Reproduce every line of the data, exactly and without its pictures.

[Referring expression data]
= Beginning of Section =

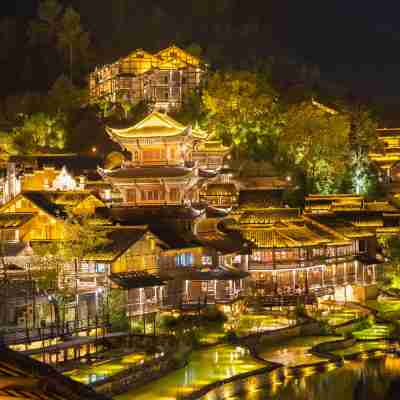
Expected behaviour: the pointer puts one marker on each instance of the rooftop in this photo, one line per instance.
(155, 125)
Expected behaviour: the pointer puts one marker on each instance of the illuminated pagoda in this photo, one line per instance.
(387, 157)
(163, 79)
(169, 162)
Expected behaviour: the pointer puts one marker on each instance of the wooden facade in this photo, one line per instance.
(164, 79)
(165, 166)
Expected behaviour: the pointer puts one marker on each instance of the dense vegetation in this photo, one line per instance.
(263, 106)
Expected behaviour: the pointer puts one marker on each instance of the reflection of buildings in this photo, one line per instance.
(163, 79)
(24, 378)
(190, 228)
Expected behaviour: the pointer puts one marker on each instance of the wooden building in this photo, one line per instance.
(164, 79)
(169, 163)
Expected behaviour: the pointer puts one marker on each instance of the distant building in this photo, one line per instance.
(169, 162)
(163, 79)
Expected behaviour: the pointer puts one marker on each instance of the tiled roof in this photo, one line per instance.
(220, 274)
(119, 240)
(56, 203)
(14, 220)
(149, 172)
(134, 280)
(269, 216)
(75, 163)
(155, 125)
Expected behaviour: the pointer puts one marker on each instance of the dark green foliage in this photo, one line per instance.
(212, 314)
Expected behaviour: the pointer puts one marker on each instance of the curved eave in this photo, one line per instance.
(124, 136)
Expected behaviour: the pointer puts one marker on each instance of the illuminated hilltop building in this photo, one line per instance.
(169, 162)
(163, 79)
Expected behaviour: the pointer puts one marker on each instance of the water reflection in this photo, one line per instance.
(366, 380)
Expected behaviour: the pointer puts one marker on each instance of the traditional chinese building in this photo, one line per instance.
(51, 172)
(163, 79)
(295, 255)
(169, 162)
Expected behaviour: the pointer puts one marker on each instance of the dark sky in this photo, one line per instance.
(355, 42)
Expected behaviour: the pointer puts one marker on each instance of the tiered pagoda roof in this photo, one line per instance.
(155, 125)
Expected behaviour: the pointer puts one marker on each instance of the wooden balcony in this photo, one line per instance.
(294, 299)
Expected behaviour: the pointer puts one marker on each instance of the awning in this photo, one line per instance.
(218, 274)
(367, 259)
(135, 280)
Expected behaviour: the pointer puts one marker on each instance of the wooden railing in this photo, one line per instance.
(281, 300)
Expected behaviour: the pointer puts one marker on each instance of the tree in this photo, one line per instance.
(64, 96)
(362, 139)
(39, 132)
(71, 38)
(242, 110)
(43, 31)
(83, 236)
(317, 139)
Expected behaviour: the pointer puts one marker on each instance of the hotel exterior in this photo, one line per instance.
(191, 228)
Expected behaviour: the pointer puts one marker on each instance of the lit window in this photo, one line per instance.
(184, 260)
(100, 268)
(206, 260)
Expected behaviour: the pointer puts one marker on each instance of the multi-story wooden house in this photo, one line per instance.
(169, 162)
(164, 79)
(296, 255)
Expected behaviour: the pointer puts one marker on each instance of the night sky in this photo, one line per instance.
(356, 43)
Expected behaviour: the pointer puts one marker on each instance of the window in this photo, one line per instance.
(174, 194)
(152, 195)
(184, 260)
(154, 154)
(206, 260)
(9, 235)
(362, 245)
(100, 268)
(131, 195)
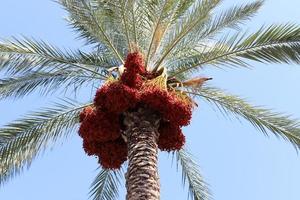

= End of Section =

**Task solution**
Expected behaviour: the pointer puts one marker on each instance of the rooftop in this photo, one line per instance.
(155, 125)
Expected behaviour: the pointer puts one marker on each instance of the illuminated pagoda in this photo, one line per instance.
(387, 157)
(163, 79)
(169, 162)
Expected behaviour: the pointer puts one marker on each instance of the wooden facade in this photo, one line per instance.
(164, 79)
(165, 166)
Expected behaviour: the pointer puts one marker on each instance of the dense vegetation in this photo, one line per instance.
(263, 106)
Expected behaviour: the pointer puts one marker on each instance of the reflection of buildings in this photo, one line per instance.
(163, 79)
(24, 378)
(190, 228)
Expected behaviour: the pointer puts one marker on each instance of the wooden building in this photo, one line per instance.
(164, 79)
(169, 163)
Expected behaviour: the pointer puts one marker on each instance of the distant building in this photo, one line per instance.
(169, 162)
(163, 79)
Expected behaviour: the pointer puts one marker on each instance of the tiled roof in this photo, one line per instance.
(220, 274)
(119, 240)
(56, 203)
(14, 220)
(149, 172)
(134, 280)
(269, 216)
(75, 163)
(155, 125)
Expected behaviour: the pointer puts one marker on each instance of the dark green foliage in this photo, one line per instance.
(212, 314)
Expected behaviour: the pointer puts one marker on each instance of the curved eave in this photo, one line per instance.
(124, 136)
Expected behaviour: the pointer puts one marker on each instance of the illuminated hilltop building in this photo, one line per instance.
(169, 162)
(163, 79)
Expected behaviour: the pointer puts one marker on each instance of the water reflection in this photo, one line per instance.
(366, 380)
Expected behaviour: the pointer puts one marker on each instance of the traditional chinese building in this photo, one line per instance.
(51, 172)
(163, 79)
(295, 255)
(169, 162)
Expected behaviour: the pointer puts one marker on each instance of the dark sky in this photo, one line per instance.
(355, 42)
Expected behaviour: the pointer puts one marker on each instance of the tiered pagoda roof in this photo, one line per instance.
(155, 125)
Expected behaviour: the pointer puts one marker on each instance of the wooden balcony in this photo, one line per instance.
(294, 299)
Expected behaviour: the pointer puts one marker on each instance of the awning in this photo, one line per instance.
(218, 274)
(367, 259)
(135, 280)
Expected behaviour: the pointer puts one marker on each instance of the wooden railing in this photo, one line per instance.
(281, 300)
Expected behaviour: the pointer puts one marker on each instance of the tree in this photo, one line per instance.
(64, 96)
(362, 139)
(39, 132)
(71, 38)
(242, 110)
(43, 31)
(83, 236)
(317, 139)
Expected behaviour: the pointer puts one marker on each instance of the hotel exterior in this photo, one line per instance.
(191, 228)
Expected behaviour: the pointer puts one marker on each instance of the lit window in this photo, one line per instance.
(184, 260)
(100, 268)
(206, 260)
Expected behaviour: the pointer puts one marker on each instance of the multi-story wooden house in this photo, one line per instance.
(169, 162)
(164, 79)
(296, 255)
Expected behaviour: the pointer puts one marker on each instance of the night sky in this photo, one line per instance.
(356, 43)
Expected behaviour: the pointer puts one marker on each instance of the window in this photo, one line per instance.
(174, 194)
(152, 195)
(184, 260)
(154, 154)
(206, 260)
(9, 235)
(362, 245)
(100, 268)
(131, 195)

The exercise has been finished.